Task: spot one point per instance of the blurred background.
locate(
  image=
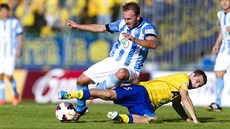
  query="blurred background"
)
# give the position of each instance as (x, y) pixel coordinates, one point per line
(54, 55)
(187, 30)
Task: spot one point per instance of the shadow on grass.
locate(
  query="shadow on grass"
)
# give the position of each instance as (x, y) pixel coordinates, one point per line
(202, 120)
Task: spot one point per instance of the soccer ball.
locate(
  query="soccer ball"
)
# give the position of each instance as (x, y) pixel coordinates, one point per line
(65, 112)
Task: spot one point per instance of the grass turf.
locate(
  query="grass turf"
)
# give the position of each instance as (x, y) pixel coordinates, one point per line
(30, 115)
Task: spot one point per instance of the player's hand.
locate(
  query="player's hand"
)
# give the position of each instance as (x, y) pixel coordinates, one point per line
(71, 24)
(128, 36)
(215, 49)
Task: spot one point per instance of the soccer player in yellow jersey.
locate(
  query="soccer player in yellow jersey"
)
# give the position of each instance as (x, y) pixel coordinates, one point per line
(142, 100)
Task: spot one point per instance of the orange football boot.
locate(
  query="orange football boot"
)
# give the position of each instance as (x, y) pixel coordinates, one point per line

==

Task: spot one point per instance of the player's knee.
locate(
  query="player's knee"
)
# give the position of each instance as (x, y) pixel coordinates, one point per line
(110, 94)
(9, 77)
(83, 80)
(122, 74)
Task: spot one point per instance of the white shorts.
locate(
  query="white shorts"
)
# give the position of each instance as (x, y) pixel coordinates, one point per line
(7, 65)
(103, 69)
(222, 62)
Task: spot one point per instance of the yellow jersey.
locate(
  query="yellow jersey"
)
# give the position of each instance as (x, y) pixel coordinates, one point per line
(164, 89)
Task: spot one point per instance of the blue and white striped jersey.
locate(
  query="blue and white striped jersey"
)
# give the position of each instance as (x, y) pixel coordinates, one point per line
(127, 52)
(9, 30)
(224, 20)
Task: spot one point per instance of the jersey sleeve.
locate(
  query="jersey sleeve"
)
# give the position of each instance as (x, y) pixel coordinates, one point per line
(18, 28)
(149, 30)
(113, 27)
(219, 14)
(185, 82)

---

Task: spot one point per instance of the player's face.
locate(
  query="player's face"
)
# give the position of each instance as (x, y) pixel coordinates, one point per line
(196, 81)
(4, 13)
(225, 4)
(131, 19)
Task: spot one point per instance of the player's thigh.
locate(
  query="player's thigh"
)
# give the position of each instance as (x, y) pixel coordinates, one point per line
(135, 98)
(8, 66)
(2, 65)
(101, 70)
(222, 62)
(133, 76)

## What you will do
Pull together every line of the material above that contains the string "football", and copy each one out. Case counts.

## Response to this exercise
Task: spot one point per instance of the orange football boot.
  query="orange football boot"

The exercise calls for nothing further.